Seguir o roteiro Global é a certeza do fracasso. A empresa nem como veículo de comunicação é o meio mais apropriado.
Anderson Pires*
A Globo News promoveu uma entrevista com o ex-presidente Fernando Henrique Cardoso e os ex-ministros Ciro Gomes e Marina Silva, conduzida pela jornalista Miriam Leitão. Na pauta uma análise da conjuntura nacional e a necessidade de que seja feito um movimento em defesa pela democracia, capaz de combater o governo autoritário de Jair Bolsonaro.
Nas falas, os entrevistados ressaltaram a necessidade de formação de uma frente ampla para contrapor o avanço de medidas antidemocráticas e impedir que o atual presidente dê continuidade ao seu governo. Na ocasião todos disseram estar dispostos a superar diferenças e, em muitos momentos, ate alguma rasgação de seda fez parte do clima amistoso.
Indiretamente, a posição dos presentes era uma crítica a postura do PT e de Lula, que disse não estar disposto a participar do movimento proposto. Para Lula, não pode existir defesa da democracia sem garantia de direitos individuais e a reparação dos processos que implicaram na sua condenação e no golpe sofrido pela Presidente Dilma.
A predisposição dos convidados à formação de uma frente é mais que natural. Estão ocupando o papel político de oposição a Bolsonaro e preparam o terreno para o lançamento de candidatura, que seja a alternativa no campo democrático. O que parece esquisito é a Globo estar inserida nesse contexto como porta-voz e condutora de uma suposta proposta de unidade em prol da democracia para se opor a Bolsonaro.
Dois aspectos precisam ser considerados. A Globo como veículo não pode agir como integrante de frentes partidárias, principalmente, quando escolhe quem pode participar. Na medida que faz isso, constrói uma versão de que a unidade para derrotar Bolsonaro pode ser feita sem a participação de parcela significativa da esquerda, no caso o PT, ao qual sempre portou-se como opositora. Além disso, tenta legitimar lideranças como o ex-presidente FHC, que faz parte do PSDB, um dos partidos mais féis ao Governo.
Esse modelo de construir o roteiro para que os atores cumpram os papeis que considerar apropriados, já foi usado pela empresa em diversos momentos da história, com Tancredo Neves, na eleição de Collor de Mello e no impeachment de Dilma. Talvez, a Globo continue a acreditar que pode conduzir o país conforme seus interesses particulares e, para isso, recorre a fórmulas antigas de edição da realidade política.
Também, é estranho FHC ser padrinho de algo que não tem capacidade de promover nem entre seus correligionários. A Globo com seu amor eterno aos neoliberais tucanos, alimenta a vaidade de quem já foi tratado como Príncipe da Sociologia Brasileira e, assim, tenta dar pompa a sua nova empreitada. Fica latente a tentativa de derrubar Bolsonaro, porque seu modelo de Governo não a serve, mas também querem levar por empuxo o PT junto e enterrar o Lula.

Requisito A
Localize e copie cada linha que contém a palavra "small".
As linhas que vêm em seguida não têm relação com o artigo sobre a Globo.

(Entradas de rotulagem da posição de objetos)
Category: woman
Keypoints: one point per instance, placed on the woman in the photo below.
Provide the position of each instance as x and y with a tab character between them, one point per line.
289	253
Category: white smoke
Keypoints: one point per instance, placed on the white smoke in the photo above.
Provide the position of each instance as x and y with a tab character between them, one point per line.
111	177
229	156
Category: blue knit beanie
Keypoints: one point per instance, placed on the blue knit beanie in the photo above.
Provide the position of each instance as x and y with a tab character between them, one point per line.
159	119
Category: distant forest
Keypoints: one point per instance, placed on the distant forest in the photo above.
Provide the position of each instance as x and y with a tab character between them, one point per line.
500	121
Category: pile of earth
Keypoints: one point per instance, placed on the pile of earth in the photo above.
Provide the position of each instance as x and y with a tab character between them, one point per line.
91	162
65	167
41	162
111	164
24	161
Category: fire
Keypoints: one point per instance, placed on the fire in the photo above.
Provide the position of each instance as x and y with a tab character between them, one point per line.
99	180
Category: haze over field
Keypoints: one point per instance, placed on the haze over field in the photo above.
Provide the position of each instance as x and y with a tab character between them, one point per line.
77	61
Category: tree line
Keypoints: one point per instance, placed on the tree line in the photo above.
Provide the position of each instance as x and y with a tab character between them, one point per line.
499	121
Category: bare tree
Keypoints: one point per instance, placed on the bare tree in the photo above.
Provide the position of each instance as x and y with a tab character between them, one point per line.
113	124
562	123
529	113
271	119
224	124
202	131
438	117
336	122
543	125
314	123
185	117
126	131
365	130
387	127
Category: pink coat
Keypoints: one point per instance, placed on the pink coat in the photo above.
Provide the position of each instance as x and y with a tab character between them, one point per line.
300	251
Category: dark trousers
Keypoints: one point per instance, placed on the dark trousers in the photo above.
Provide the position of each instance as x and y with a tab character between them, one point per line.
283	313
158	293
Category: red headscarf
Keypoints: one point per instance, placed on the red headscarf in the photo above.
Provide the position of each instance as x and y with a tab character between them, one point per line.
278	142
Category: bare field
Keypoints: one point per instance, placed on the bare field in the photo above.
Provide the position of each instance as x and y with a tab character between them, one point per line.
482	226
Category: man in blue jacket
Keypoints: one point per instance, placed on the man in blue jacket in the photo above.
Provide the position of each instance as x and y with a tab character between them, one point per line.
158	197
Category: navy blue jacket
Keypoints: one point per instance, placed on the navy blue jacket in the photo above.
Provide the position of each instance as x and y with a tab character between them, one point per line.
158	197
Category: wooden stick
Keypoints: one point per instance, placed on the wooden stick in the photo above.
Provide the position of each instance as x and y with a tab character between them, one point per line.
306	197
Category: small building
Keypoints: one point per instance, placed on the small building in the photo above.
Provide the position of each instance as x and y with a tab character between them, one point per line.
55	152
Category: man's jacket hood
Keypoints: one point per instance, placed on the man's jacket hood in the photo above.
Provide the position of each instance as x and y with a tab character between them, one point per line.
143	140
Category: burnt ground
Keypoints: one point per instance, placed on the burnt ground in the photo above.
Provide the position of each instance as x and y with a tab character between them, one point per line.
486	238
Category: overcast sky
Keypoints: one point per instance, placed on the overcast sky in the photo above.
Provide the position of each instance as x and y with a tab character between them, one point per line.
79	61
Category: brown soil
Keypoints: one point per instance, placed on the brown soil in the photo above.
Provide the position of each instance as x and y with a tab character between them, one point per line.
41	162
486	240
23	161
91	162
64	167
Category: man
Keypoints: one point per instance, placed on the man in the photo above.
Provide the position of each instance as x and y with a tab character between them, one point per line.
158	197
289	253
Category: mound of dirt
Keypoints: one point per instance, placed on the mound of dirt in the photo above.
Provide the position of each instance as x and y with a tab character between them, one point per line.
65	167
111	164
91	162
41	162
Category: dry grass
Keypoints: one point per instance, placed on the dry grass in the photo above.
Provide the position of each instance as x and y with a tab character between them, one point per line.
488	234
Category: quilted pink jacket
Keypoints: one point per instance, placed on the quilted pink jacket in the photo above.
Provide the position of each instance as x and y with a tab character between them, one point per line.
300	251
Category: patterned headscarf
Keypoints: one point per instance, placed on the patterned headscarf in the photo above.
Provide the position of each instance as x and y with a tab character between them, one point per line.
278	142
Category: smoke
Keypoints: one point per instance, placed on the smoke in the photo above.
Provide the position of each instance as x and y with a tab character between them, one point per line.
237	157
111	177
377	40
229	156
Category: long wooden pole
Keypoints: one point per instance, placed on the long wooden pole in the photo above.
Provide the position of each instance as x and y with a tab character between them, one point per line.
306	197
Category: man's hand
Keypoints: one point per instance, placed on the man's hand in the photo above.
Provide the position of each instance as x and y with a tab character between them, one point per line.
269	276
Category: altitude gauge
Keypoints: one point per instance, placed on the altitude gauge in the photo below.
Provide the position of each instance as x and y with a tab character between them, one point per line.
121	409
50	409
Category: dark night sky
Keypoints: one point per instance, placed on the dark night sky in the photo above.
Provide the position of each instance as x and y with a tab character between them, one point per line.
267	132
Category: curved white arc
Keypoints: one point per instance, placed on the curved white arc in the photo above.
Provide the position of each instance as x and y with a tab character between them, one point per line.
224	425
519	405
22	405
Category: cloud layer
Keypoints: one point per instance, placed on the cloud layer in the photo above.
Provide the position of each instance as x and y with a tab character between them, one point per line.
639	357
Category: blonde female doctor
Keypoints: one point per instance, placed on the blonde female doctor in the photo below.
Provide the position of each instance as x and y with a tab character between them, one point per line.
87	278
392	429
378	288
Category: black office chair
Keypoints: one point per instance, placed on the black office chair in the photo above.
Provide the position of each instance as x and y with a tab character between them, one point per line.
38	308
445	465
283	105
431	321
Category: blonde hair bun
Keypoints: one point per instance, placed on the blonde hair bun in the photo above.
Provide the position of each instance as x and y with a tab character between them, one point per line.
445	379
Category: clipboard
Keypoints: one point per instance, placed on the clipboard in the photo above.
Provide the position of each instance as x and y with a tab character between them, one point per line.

Requisito B
Estenda o artigo sobre a Globo a partir do ponto em que ele termina.

Resultado A
Category: small building
Keypoints: one point per instance, placed on the small building in the photo above.

Resultado B
Marina e Ciro que carregam mais mágoas do PT que o bolsonarista mais raivoso, fazem olhar de paisagem e surfam na onda que a Globo tenta impulsionar. Paira na entrevista um certo cheiro de mofo. Afinal, tanto o canal de TV, como a jornalista e os entrevistados protagonizam a cena política nos últimos 30 anos e, muitas vezes, portam-se como não tivessem qualquer responsabilidade com a conjuntura atual. Além disso, parecem estar desconectados da percepção que o público tem da política e, assim, não contextualizam de maneira devida a parcela enorme que não demonstra qualquer interesse.
Erram na análise, produzem um conteúdo cheio de próprias verdades, estabelecem quem deve ser o protagonista a partir dos seus grupos políticos, excluem parcelas importantes da esquerda, enquanto a população se organiza de forma desorganizada, sem abrir brecha alguma para esses agentes políticos assumirem a função de líder.
Seguir o roteiro Global é a certeza do fracasso. A empresa nem como veículo de comunicação é o meio mais apropriado. Entre os que precisam ser trazidos para o debate, não é referência. Basta comparar com alguns youtubers, que têm muitas vezes a audiência da Globo News e conseguem chegar a milhões de pessoas alheias ao debate dos políticos.
O que se pode extrair de mais positivo na entrevista, é o consenso da necessidade de formamos uma frente ampla em defesa da democracia. Isso é imprescindível. Não se brinca com o fascismo. Mais urgente ainda é entender que esse movimento precisa ter a participação de quem realmente pode influenciar o público. Personalidades que não têm qualquer referência nas velhas estruturas políticas e de comunicação.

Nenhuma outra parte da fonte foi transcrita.